▶ _TASK DETAILS_
Collect every line of the records below that contains the word "surface". Case counts.

▶ _MATERIAL_
________________________
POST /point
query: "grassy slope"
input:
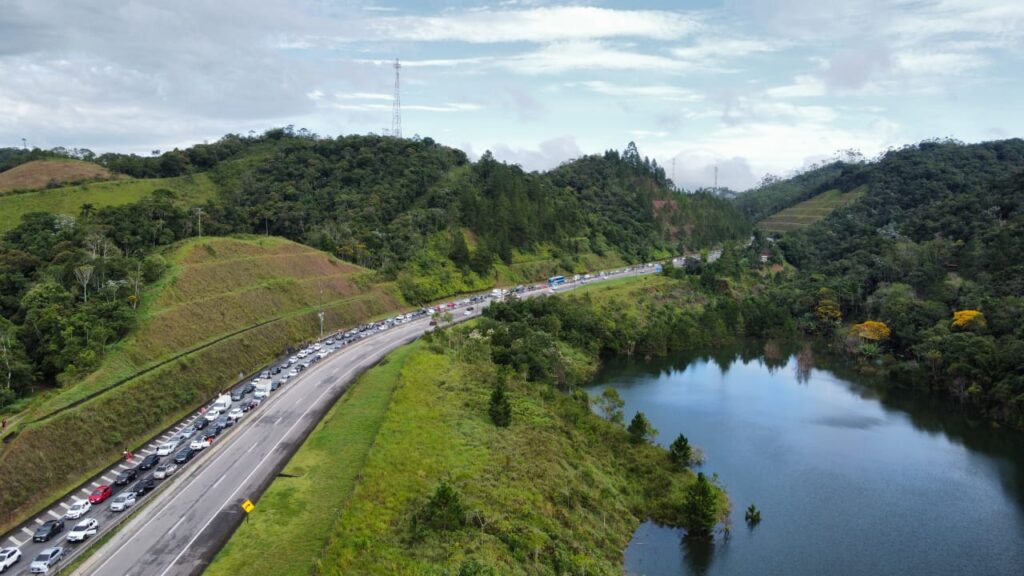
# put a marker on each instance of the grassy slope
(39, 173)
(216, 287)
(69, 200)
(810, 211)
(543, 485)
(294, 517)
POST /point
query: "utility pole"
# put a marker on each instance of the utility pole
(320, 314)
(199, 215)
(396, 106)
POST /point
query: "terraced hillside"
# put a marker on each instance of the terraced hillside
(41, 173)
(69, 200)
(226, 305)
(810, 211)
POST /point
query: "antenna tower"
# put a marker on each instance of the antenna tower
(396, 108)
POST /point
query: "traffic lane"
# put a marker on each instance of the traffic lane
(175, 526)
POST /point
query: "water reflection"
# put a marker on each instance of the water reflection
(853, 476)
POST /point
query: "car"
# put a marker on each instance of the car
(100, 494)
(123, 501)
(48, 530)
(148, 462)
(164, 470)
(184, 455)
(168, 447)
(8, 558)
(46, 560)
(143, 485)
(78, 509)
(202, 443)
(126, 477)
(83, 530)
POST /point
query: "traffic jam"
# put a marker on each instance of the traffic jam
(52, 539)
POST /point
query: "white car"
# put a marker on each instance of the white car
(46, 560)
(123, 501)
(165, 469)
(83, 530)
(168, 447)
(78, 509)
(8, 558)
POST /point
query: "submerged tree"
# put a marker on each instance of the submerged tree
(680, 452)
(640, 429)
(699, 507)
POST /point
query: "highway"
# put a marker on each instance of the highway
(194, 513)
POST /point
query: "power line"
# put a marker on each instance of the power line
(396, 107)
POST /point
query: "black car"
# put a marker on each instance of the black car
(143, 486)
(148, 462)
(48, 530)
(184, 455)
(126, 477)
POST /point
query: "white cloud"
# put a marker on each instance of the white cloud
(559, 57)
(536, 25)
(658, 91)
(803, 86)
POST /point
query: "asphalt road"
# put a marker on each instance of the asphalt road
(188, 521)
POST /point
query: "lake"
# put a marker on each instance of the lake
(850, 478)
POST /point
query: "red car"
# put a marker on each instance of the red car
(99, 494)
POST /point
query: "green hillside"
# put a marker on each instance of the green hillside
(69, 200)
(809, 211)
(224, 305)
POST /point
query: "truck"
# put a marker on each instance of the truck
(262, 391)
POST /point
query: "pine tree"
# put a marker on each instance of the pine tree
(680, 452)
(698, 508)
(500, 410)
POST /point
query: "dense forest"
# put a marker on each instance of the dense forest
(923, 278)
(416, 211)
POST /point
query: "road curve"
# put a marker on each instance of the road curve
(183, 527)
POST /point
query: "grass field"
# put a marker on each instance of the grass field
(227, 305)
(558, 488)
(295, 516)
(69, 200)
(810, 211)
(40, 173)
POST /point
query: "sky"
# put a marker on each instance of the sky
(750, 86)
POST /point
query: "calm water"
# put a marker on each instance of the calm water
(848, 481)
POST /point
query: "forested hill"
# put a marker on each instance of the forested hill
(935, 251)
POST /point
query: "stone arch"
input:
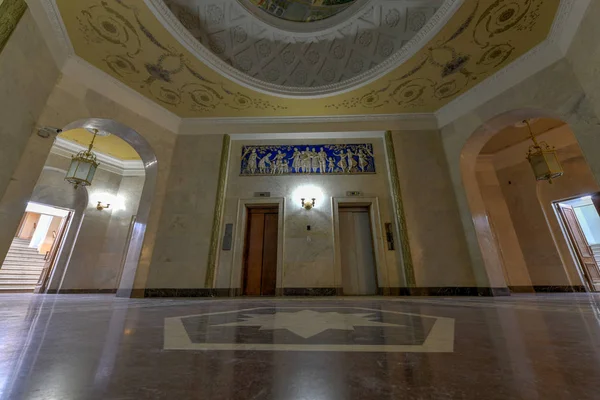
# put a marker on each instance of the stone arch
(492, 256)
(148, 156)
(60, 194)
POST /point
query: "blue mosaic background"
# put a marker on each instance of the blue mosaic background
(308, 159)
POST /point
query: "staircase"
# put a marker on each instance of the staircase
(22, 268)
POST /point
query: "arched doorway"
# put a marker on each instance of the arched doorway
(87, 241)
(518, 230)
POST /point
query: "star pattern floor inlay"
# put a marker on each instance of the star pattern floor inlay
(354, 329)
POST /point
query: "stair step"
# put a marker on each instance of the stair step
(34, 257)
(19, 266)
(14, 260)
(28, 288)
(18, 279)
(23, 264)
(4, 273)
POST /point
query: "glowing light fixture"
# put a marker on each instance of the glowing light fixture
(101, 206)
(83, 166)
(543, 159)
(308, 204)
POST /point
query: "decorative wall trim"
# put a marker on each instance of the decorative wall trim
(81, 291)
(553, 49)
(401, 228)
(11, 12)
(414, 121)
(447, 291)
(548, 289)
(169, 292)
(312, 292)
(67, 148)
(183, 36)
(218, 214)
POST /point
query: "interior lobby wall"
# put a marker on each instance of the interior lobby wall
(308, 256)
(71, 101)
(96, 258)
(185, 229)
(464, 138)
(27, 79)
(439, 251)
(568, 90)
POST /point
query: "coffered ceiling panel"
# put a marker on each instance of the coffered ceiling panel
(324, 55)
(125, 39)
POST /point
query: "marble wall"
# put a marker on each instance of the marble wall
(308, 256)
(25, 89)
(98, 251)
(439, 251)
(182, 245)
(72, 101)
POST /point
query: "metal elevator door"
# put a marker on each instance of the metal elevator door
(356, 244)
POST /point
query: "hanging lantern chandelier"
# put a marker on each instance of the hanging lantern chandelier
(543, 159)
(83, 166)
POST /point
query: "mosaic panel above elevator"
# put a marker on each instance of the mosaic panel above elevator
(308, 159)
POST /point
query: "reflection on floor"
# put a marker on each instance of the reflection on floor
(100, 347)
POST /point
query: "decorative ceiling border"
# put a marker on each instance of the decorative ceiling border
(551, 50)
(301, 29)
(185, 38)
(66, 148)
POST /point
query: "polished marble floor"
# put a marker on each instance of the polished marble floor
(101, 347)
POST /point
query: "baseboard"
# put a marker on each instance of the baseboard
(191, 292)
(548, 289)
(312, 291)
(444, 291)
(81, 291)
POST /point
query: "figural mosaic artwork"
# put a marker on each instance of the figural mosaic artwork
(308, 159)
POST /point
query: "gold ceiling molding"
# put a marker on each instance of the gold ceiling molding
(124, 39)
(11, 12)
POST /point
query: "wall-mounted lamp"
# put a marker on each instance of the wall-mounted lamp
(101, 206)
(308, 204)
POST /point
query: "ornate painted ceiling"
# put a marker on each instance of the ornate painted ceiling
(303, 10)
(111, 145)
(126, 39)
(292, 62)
________________________
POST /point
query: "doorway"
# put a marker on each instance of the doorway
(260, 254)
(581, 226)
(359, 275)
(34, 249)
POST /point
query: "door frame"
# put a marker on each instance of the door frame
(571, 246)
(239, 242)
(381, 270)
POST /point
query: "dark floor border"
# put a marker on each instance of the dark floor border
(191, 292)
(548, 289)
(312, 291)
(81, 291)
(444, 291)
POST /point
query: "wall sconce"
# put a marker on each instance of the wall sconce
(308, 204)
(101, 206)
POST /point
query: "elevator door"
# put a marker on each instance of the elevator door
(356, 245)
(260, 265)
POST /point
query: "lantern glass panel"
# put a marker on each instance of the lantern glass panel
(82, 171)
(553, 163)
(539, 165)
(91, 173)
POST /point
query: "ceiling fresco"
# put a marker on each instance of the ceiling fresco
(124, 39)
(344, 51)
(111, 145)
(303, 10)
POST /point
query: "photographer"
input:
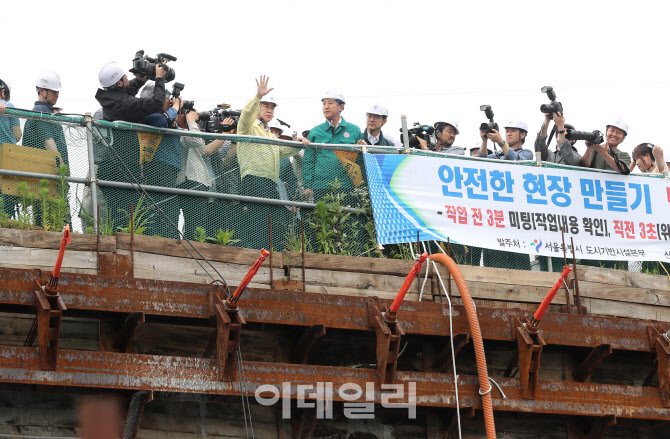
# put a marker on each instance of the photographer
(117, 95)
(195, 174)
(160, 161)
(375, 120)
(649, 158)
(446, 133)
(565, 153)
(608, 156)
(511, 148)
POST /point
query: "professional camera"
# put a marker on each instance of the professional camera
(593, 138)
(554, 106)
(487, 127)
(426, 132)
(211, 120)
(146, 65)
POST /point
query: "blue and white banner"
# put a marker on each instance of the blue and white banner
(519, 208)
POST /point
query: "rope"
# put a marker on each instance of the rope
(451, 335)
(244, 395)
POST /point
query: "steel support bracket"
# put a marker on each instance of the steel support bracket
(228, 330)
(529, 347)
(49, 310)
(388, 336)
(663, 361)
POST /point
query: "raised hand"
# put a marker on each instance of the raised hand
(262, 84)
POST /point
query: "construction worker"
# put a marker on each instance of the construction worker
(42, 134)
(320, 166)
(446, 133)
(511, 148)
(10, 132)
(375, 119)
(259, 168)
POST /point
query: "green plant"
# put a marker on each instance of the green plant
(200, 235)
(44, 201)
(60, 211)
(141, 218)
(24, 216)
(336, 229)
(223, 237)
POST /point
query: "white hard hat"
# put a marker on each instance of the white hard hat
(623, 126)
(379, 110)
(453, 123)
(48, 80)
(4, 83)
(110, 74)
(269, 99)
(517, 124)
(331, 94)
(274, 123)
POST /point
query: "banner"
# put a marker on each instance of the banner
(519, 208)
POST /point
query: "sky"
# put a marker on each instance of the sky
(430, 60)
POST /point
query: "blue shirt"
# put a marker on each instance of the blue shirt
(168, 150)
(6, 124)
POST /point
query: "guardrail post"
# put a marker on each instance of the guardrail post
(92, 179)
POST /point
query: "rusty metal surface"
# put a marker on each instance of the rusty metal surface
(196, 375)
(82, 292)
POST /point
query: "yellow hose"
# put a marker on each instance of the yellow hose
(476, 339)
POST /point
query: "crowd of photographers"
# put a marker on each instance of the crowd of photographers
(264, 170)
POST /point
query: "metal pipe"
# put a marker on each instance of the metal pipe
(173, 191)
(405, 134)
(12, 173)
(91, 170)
________________________
▶ _FULL SOLUTION_
query: "rusty metal surface"
# put a marker on each instance of the rusty metal surface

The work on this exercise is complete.